> **Exercise**: Return the whole listing exactly as it stands.

# start of Entries supplied

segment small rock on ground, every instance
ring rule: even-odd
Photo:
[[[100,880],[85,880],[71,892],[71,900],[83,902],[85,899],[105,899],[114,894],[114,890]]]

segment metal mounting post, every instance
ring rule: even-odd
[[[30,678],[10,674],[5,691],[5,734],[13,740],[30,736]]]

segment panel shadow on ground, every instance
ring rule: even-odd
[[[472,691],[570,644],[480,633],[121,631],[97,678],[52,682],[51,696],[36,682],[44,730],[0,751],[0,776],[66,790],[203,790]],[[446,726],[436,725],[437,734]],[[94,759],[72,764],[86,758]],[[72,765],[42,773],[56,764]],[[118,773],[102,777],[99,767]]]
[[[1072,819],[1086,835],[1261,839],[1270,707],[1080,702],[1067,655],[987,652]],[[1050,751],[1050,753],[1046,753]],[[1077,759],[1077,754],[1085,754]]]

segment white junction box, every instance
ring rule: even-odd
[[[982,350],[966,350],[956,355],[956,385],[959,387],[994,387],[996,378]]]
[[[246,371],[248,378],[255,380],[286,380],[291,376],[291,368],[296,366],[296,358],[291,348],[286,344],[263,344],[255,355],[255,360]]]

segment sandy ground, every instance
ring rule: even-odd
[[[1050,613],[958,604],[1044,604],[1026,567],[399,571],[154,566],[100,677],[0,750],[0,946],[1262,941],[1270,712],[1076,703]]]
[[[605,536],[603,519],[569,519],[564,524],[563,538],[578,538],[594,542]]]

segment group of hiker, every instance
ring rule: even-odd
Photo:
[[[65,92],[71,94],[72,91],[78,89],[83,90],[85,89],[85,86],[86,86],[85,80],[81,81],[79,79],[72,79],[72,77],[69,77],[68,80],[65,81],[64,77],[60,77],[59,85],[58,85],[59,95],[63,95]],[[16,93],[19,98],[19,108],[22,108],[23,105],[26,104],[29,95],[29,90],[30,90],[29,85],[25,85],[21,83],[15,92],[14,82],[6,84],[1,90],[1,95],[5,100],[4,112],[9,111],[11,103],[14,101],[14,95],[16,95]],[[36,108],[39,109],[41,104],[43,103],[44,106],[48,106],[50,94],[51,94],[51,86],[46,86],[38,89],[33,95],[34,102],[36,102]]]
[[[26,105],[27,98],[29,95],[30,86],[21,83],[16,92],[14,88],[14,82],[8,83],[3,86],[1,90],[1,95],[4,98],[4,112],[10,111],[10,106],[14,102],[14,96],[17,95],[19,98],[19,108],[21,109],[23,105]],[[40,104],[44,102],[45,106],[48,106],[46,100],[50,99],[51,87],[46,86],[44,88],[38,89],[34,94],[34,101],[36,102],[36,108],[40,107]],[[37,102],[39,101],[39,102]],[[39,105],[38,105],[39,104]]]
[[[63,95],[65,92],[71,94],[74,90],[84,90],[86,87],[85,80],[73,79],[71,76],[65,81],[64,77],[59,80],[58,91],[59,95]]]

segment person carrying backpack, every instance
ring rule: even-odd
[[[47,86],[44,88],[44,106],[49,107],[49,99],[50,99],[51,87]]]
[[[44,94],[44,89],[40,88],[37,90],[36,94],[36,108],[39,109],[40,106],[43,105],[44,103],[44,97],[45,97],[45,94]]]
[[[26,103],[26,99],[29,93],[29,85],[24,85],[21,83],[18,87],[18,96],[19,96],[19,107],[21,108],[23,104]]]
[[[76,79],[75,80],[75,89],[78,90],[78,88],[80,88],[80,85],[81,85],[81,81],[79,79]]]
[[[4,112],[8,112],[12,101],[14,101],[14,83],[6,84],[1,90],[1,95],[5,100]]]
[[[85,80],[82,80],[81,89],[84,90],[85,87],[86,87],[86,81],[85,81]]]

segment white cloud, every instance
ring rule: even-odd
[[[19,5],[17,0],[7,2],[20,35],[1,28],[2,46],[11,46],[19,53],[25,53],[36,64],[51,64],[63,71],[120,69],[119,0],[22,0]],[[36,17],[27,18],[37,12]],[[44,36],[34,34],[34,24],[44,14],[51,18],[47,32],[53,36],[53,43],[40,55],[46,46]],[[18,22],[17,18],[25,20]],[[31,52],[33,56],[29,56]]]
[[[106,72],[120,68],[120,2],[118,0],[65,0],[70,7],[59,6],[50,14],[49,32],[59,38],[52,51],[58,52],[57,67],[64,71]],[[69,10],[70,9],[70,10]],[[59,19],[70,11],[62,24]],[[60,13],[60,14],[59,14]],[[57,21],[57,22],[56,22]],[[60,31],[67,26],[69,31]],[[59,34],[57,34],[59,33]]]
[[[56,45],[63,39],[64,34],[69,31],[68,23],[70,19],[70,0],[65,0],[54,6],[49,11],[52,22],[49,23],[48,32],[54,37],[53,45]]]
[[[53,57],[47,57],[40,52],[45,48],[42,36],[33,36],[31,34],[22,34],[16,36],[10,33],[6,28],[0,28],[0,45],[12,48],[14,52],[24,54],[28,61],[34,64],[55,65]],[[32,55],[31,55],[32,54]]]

# end of Entries supplied

> **Response to the task**:
segment small rock on ground, every instance
ring rule: even-odd
Photo:
[[[100,880],[85,880],[71,892],[71,900],[83,902],[85,899],[105,899],[114,894],[114,890]]]

segment metal mounting post, every instance
ring rule: even-odd
[[[30,678],[10,674],[5,691],[5,734],[13,740],[30,736]]]

segment panel shadow on ground, every instance
ring rule: even-odd
[[[472,691],[570,644],[480,633],[121,631],[97,678],[52,682],[51,696],[36,682],[44,730],[0,751],[0,776],[66,790],[203,790]],[[446,726],[436,725],[437,734]],[[94,759],[72,764],[86,758]],[[72,765],[42,773],[56,764]],[[118,773],[102,777],[99,767]]]
[[[1072,819],[1086,835],[1261,839],[1270,707],[1080,702],[1067,655],[987,652]],[[1050,751],[1050,753],[1046,753]],[[1077,759],[1077,754],[1085,754]]]

segment white junction box, every instance
ring rule: even-odd
[[[982,350],[966,350],[956,355],[956,385],[959,387],[994,387],[996,378]]]
[[[246,371],[248,378],[255,380],[286,380],[291,376],[291,368],[296,366],[296,358],[291,348],[286,344],[263,344],[255,355],[255,360]]]

segment sandy ground, every instance
ring rule: even-odd
[[[1050,613],[958,604],[1044,604],[1026,567],[399,571],[154,566],[100,677],[0,750],[0,946],[1262,941],[1270,712],[1076,703]]]
[[[605,536],[603,519],[569,519],[564,524],[563,538],[578,538],[594,542]]]

segment group of hiker, every instance
ring rule: even-odd
Photo:
[[[65,92],[71,94],[72,91],[78,89],[83,90],[85,89],[85,86],[86,86],[85,80],[81,81],[79,79],[72,79],[72,77],[69,77],[68,80],[65,81],[64,77],[60,77],[59,85],[58,85],[59,95],[63,95]],[[16,93],[19,98],[19,108],[22,108],[23,105],[26,104],[29,95],[29,90],[30,90],[29,85],[25,85],[21,83],[15,92],[14,82],[6,84],[1,90],[1,95],[5,100],[4,112],[9,111],[11,103],[14,101],[14,95],[16,95]],[[36,108],[39,109],[41,104],[43,103],[44,106],[48,106],[50,94],[51,94],[51,86],[46,86],[38,89],[33,95],[34,102],[36,102]]]
[[[26,105],[27,98],[29,95],[30,86],[21,83],[16,92],[14,88],[14,82],[8,83],[3,86],[1,90],[1,95],[4,98],[4,112],[10,111],[10,106],[14,102],[14,96],[17,95],[19,98],[19,108],[21,109],[23,105]],[[40,104],[44,102],[45,106],[48,106],[46,100],[50,99],[51,87],[46,86],[44,88],[38,89],[34,94],[34,101],[36,102],[36,108],[40,107]],[[37,102],[39,101],[39,102]],[[39,105],[38,105],[39,104]]]
[[[63,95],[65,92],[71,94],[74,90],[84,90],[86,87],[85,80],[73,79],[71,76],[65,81],[64,77],[59,80],[58,91],[59,95]]]

segment person carrying backpack, every instance
ring rule: even-odd
[[[47,86],[44,88],[44,106],[49,107],[49,99],[50,99],[51,87]]]
[[[44,94],[44,89],[40,88],[37,90],[36,94],[36,108],[39,109],[40,106],[43,105],[44,103],[44,97],[45,97],[45,94]]]
[[[26,103],[26,99],[29,93],[29,85],[24,85],[21,83],[18,87],[18,96],[19,96],[19,107],[21,108],[23,104]]]
[[[76,79],[75,80],[75,89],[78,90],[78,88],[80,88],[80,85],[81,85],[81,81],[79,79]]]
[[[4,112],[8,112],[12,101],[14,101],[14,83],[6,84],[1,90],[1,95],[5,100]]]
[[[85,80],[82,80],[81,89],[84,90],[85,87],[86,87],[86,81],[85,81]]]

segment white cloud, every instance
ring rule: even-odd
[[[19,5],[17,0],[7,2],[20,35],[1,28],[2,46],[11,46],[19,53],[25,53],[36,64],[51,64],[63,71],[120,69],[119,0],[22,0]],[[36,17],[27,18],[37,12]],[[44,36],[34,34],[34,24],[44,14],[51,18],[47,32],[53,36],[53,43],[40,55],[46,46]],[[18,22],[17,18],[25,20]],[[31,52],[33,56],[29,56]]]
[[[106,72],[120,68],[120,2],[118,0],[65,0],[70,7],[59,6],[50,14],[49,32],[59,38],[52,51],[58,52],[57,67],[64,71]],[[69,10],[70,9],[70,10]],[[59,19],[70,11],[62,24]],[[60,13],[60,14],[59,14]],[[57,21],[57,22],[56,22]],[[60,31],[67,26],[69,31]],[[59,34],[57,34],[59,33]]]
[[[56,45],[63,39],[64,34],[69,31],[68,23],[70,19],[70,0],[65,0],[54,6],[49,11],[52,22],[49,23],[48,32],[54,37],[53,45]]]
[[[53,57],[47,57],[40,52],[45,48],[42,36],[33,36],[31,34],[22,34],[16,36],[10,33],[6,28],[0,28],[0,45],[12,48],[14,52],[24,54],[28,61],[34,64],[55,65]],[[32,55],[31,55],[32,54]]]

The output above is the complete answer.